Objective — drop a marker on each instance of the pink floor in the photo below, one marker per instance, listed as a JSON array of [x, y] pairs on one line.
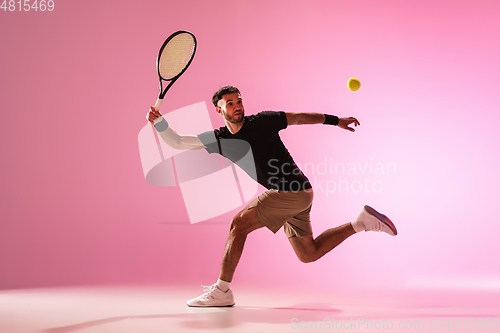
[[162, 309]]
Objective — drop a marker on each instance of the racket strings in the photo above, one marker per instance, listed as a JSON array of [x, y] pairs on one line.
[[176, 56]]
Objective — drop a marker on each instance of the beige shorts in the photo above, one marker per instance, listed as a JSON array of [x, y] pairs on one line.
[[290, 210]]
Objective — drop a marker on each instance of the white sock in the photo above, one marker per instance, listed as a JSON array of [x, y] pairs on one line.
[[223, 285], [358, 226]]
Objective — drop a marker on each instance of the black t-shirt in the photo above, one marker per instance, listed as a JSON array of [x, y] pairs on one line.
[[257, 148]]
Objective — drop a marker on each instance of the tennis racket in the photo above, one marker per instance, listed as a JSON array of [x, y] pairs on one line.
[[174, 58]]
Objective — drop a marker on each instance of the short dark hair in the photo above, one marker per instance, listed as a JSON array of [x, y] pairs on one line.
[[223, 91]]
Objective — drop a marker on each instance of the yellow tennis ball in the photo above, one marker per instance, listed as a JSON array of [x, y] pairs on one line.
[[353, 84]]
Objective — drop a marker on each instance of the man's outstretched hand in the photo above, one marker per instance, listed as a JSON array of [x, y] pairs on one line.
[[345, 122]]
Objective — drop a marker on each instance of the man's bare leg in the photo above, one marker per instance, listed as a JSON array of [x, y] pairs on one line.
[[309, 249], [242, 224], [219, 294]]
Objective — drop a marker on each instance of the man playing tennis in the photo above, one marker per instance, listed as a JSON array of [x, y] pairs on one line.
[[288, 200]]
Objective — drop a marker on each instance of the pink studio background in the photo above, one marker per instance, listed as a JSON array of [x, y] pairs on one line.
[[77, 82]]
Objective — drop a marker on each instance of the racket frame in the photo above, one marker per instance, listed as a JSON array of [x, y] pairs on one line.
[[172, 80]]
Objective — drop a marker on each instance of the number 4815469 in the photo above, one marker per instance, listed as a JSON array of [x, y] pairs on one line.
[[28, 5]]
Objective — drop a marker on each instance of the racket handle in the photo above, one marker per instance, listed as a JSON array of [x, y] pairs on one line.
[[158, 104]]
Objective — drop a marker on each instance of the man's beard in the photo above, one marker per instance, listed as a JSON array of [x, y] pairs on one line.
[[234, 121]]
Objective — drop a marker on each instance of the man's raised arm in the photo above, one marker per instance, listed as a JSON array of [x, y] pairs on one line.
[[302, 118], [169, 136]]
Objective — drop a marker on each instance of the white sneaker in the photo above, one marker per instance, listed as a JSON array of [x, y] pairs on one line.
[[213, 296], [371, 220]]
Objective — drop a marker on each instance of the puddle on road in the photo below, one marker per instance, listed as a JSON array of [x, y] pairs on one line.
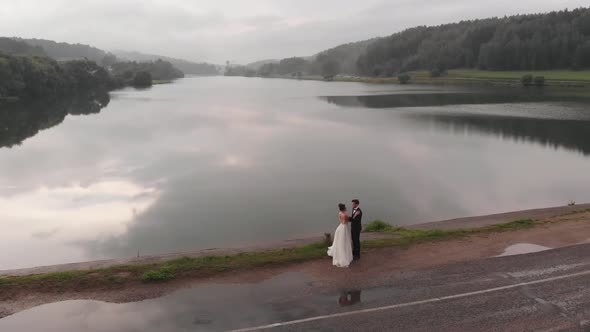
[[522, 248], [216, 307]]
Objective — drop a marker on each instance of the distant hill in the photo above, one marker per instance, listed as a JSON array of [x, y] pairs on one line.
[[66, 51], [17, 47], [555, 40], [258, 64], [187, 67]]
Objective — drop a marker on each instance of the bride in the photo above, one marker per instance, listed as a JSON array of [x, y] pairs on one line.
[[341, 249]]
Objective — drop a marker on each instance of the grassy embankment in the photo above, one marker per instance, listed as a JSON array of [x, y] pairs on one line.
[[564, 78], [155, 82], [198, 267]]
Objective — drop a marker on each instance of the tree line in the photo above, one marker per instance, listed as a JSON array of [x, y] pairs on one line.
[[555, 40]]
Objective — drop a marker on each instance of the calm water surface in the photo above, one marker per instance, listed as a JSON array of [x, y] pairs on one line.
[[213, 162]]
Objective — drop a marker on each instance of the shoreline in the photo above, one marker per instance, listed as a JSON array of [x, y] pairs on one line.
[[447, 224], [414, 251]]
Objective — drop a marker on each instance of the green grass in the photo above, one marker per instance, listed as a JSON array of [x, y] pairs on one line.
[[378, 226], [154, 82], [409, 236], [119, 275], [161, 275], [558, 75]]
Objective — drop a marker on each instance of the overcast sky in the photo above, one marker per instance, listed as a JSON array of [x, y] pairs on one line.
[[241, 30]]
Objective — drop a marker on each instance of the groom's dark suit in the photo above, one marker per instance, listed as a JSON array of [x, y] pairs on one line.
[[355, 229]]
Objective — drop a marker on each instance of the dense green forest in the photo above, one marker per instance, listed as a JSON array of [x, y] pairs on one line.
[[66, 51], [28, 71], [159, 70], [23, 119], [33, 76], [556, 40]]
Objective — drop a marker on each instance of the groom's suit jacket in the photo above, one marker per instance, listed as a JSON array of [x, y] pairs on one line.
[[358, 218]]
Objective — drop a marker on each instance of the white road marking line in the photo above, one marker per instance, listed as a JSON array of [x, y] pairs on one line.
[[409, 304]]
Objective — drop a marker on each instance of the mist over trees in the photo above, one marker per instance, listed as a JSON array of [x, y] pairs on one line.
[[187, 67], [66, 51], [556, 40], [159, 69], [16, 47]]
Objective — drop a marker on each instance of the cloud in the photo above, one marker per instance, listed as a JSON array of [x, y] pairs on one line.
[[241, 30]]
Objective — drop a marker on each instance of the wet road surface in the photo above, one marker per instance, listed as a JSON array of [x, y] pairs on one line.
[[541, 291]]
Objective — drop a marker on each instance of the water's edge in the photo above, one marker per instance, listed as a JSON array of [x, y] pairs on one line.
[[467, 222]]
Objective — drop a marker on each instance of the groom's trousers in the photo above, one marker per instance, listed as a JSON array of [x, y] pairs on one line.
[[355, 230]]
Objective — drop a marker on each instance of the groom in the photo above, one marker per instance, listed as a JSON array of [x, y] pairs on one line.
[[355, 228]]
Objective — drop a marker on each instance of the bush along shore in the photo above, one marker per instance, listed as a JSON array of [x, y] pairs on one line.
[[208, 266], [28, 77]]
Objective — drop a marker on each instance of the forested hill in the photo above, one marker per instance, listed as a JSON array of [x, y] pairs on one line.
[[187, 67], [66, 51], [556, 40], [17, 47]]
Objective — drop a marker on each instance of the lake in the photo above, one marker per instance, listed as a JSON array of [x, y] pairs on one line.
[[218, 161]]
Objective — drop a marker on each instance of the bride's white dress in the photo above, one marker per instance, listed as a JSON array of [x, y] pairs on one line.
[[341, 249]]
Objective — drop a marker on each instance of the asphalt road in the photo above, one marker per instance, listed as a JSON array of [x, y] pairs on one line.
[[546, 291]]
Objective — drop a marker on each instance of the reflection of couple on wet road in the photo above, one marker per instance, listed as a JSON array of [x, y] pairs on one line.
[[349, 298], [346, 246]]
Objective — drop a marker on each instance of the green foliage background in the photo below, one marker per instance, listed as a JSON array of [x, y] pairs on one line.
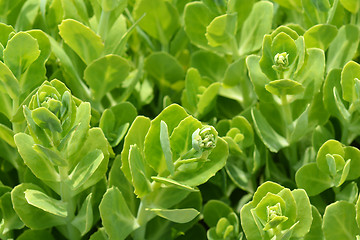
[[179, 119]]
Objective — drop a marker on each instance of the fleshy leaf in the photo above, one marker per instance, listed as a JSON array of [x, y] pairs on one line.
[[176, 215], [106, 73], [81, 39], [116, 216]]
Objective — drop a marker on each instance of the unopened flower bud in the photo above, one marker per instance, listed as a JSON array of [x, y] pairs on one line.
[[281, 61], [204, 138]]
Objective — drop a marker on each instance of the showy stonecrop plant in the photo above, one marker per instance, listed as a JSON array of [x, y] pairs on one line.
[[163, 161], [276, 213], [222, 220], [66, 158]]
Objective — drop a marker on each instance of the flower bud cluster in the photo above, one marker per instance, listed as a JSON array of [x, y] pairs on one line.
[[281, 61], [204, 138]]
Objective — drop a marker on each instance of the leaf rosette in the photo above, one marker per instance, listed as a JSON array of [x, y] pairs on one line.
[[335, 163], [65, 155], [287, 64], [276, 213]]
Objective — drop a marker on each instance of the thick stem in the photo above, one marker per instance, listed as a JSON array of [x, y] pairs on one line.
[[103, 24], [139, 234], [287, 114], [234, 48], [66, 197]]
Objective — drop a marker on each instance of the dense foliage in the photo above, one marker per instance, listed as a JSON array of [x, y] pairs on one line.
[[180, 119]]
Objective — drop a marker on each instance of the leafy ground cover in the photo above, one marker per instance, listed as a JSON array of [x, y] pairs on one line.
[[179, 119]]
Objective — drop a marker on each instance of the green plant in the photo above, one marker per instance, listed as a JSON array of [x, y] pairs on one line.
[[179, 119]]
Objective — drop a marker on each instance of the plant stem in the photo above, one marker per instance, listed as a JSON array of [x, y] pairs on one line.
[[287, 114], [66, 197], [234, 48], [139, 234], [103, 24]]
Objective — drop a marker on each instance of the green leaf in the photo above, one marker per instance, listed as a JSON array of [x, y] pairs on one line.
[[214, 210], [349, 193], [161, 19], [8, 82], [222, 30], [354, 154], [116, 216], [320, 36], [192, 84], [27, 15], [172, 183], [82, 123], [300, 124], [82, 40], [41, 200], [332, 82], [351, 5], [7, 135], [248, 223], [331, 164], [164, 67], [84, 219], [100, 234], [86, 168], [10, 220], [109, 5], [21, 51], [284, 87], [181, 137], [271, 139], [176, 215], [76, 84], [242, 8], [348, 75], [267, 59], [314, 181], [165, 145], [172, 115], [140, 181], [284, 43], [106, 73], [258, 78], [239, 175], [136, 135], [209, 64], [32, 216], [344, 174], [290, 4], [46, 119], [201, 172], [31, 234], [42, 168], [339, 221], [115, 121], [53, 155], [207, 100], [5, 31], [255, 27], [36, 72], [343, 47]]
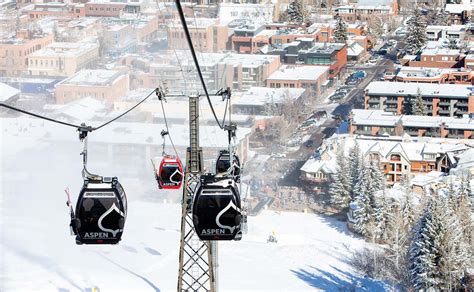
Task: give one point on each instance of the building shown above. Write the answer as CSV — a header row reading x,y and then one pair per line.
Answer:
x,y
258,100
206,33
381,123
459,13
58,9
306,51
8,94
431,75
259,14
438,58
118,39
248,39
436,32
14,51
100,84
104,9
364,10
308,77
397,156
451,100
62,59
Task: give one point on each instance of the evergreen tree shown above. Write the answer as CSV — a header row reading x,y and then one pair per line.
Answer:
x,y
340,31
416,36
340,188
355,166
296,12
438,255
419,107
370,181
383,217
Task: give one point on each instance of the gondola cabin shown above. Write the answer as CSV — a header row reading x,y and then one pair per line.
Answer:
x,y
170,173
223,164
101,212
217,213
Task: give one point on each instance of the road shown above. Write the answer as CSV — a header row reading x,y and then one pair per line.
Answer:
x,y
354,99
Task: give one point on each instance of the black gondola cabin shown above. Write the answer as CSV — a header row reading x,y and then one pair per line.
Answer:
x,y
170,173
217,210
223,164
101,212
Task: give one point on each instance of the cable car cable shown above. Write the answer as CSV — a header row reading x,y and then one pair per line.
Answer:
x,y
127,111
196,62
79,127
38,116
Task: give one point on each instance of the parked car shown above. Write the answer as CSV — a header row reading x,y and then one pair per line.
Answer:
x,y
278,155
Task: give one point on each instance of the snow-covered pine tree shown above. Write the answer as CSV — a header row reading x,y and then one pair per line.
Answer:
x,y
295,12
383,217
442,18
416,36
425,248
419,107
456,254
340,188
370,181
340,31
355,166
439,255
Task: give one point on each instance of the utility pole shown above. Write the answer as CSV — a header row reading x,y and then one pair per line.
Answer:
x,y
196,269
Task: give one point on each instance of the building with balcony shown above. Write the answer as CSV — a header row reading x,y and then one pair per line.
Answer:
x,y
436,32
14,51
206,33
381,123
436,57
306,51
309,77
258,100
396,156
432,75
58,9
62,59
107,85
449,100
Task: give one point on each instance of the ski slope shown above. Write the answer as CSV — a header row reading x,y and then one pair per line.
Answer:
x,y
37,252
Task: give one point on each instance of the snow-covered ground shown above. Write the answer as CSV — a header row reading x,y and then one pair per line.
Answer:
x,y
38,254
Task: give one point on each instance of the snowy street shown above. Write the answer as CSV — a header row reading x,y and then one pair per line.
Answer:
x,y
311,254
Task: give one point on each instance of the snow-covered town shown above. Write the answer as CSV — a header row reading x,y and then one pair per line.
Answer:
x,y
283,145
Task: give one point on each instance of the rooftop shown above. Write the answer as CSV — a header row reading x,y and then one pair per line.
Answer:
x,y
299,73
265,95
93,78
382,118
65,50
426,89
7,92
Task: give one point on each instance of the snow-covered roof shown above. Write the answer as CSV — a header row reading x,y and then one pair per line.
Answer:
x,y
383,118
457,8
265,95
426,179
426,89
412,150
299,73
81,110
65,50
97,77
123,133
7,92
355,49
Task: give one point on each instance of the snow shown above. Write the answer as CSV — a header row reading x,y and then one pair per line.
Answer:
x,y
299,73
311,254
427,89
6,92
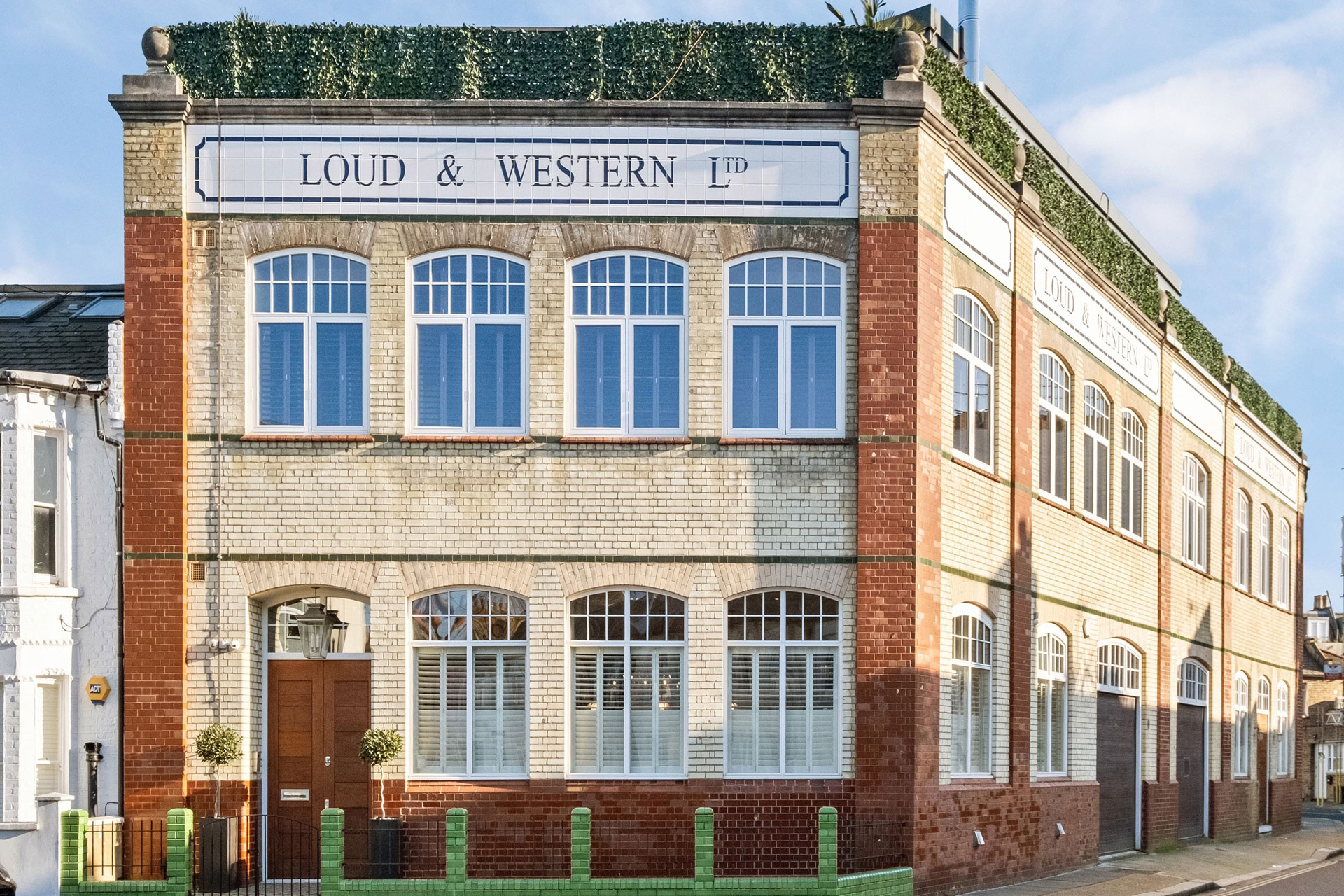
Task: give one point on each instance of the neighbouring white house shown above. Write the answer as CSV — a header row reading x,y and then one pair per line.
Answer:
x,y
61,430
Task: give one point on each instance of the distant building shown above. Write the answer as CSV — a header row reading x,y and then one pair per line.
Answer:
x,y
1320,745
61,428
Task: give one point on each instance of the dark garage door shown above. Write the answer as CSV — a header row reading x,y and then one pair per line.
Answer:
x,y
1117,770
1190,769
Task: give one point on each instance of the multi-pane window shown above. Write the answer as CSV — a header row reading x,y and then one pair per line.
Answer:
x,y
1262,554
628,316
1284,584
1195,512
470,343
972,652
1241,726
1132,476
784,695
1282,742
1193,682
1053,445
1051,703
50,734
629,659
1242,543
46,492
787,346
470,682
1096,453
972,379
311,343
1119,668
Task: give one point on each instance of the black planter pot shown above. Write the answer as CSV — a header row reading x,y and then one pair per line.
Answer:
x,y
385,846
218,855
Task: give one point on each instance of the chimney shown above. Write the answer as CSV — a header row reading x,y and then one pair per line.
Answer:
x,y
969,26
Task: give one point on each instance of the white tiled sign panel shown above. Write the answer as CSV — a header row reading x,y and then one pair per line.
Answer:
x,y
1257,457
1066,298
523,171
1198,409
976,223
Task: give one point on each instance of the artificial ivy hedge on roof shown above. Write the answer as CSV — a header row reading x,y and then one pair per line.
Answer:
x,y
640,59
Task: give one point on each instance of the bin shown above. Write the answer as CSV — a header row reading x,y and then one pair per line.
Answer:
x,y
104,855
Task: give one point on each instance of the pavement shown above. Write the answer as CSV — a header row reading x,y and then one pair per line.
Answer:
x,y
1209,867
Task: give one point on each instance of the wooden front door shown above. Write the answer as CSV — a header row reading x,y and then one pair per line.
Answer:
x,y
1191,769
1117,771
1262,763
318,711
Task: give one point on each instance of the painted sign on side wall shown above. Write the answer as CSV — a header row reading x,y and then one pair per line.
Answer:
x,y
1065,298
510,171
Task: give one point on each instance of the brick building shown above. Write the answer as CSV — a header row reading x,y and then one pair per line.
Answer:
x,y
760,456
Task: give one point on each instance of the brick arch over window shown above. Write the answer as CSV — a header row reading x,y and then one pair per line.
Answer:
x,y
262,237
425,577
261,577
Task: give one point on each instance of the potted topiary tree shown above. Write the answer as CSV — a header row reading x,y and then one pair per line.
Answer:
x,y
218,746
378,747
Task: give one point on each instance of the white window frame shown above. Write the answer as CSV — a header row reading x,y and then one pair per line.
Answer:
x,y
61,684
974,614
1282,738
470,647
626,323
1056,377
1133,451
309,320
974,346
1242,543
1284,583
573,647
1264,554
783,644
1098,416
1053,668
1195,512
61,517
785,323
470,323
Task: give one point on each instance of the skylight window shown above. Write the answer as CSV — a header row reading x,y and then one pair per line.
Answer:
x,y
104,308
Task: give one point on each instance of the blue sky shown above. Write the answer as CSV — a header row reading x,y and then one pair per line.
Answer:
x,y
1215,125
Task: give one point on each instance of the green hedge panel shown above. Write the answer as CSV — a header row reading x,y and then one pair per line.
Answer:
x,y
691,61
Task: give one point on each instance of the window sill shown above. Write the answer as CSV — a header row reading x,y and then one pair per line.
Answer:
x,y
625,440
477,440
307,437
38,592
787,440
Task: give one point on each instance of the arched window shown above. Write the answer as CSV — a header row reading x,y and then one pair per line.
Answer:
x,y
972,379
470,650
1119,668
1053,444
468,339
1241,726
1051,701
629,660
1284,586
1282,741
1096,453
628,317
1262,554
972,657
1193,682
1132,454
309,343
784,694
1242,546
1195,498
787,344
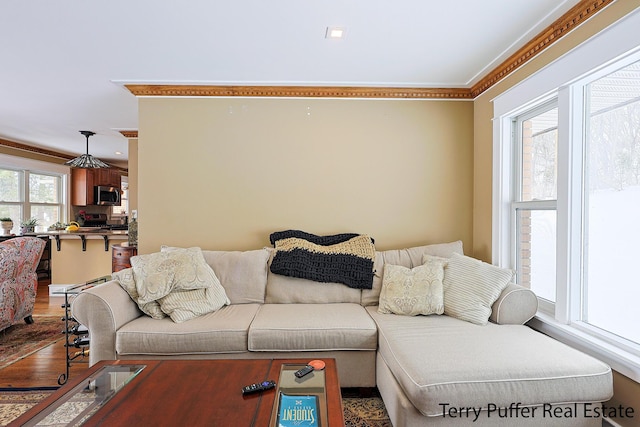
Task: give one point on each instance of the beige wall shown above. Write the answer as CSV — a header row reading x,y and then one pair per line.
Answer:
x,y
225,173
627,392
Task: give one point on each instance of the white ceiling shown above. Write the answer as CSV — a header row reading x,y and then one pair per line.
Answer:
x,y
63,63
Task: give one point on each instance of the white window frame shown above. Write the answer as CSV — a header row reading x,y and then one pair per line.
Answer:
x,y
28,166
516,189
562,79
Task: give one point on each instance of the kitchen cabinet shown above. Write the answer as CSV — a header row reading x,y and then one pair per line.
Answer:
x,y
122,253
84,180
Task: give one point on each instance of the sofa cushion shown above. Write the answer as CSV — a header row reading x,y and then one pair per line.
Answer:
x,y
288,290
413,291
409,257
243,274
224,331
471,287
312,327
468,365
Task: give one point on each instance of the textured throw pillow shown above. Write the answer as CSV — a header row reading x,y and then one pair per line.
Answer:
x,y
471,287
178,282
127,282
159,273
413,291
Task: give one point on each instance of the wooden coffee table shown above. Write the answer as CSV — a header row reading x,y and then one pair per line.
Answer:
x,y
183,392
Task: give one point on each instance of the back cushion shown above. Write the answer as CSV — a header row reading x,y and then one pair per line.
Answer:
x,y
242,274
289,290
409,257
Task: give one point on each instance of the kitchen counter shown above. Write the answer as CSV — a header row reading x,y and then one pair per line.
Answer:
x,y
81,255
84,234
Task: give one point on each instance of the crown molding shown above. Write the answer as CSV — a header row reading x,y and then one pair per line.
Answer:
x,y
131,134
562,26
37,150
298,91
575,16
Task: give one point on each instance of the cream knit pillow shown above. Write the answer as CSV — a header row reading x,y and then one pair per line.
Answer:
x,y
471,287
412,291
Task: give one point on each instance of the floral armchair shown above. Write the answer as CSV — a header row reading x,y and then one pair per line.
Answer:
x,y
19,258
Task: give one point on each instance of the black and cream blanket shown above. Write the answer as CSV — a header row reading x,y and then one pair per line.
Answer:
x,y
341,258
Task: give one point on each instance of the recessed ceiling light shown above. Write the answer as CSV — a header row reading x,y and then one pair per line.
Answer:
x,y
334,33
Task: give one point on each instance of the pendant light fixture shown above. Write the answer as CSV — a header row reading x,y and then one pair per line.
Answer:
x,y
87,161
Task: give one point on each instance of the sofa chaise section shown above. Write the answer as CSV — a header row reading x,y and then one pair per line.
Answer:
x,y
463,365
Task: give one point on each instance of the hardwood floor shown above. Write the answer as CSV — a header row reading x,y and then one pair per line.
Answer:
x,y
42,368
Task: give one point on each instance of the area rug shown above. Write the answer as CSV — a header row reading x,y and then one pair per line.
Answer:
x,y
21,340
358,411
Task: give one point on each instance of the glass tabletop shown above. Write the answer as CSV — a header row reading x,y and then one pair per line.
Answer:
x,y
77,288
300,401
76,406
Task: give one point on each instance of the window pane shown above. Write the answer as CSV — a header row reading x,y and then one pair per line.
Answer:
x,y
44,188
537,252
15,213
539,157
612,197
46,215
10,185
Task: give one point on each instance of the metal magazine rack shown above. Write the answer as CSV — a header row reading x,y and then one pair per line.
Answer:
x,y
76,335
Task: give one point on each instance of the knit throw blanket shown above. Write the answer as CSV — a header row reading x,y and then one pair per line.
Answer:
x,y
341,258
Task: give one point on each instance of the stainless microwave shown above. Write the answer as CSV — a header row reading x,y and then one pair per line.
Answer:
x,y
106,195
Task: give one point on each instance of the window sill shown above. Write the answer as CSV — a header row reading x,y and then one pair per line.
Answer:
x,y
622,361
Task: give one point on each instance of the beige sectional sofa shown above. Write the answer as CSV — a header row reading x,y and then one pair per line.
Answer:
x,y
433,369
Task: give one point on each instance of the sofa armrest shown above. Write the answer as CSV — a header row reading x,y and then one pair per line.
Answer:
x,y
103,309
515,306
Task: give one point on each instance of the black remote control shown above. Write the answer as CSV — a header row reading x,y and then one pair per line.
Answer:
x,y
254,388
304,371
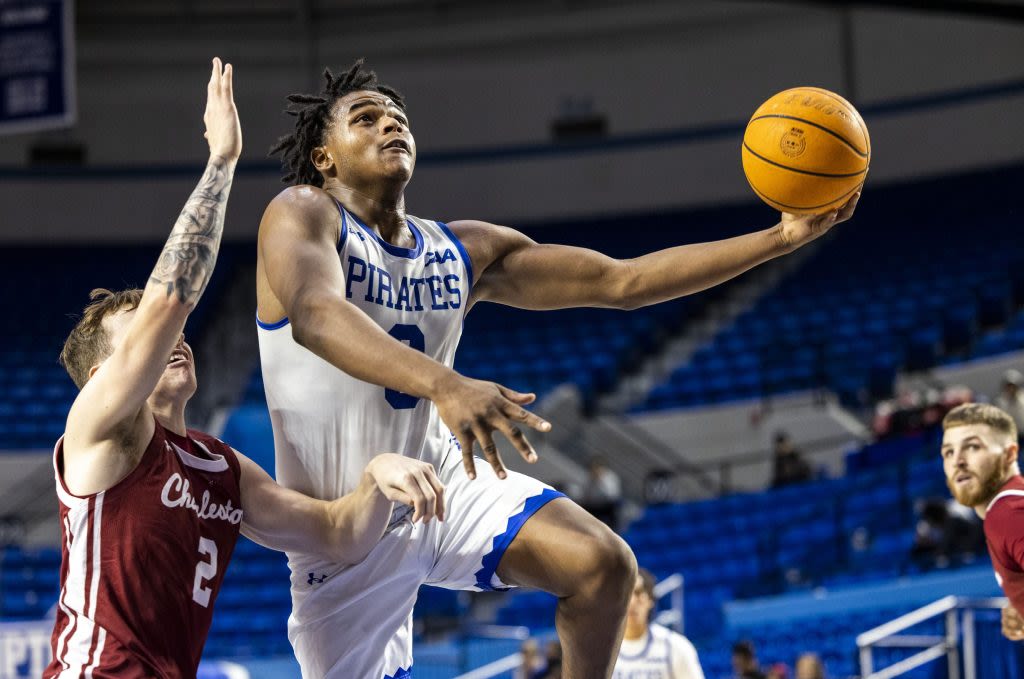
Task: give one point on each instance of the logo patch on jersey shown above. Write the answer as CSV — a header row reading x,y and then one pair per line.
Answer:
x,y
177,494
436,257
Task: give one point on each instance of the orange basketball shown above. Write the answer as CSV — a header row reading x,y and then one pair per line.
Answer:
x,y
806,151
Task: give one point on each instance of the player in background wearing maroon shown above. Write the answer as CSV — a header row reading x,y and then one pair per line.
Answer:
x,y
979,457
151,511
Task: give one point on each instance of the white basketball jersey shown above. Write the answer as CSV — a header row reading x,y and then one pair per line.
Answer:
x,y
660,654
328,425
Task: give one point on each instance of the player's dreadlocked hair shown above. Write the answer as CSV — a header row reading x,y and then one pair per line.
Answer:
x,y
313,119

THE TASK:
Print the stretch from the start of the records through the line containing "[[290, 210]]", character for character, and leave out the pictures.

OUTPUT FOR THIS TASK:
Objective — drop a marker on each instance of the pink floor in the photo below, one marker per instance, listed as a JSON array of [x, y] pairs on one line.
[[162, 309]]
Objective — drop a marker on each instance of the racket strings in the photo above, one marker per instance, listed as a JSON array of [x, y] pairs on one line.
[[176, 56]]
Objective — drop a marker on each instance of the beige shorts in the photo above, one marker per instance, listed as a JSON array of [x, y] pairs on one line.
[[290, 210]]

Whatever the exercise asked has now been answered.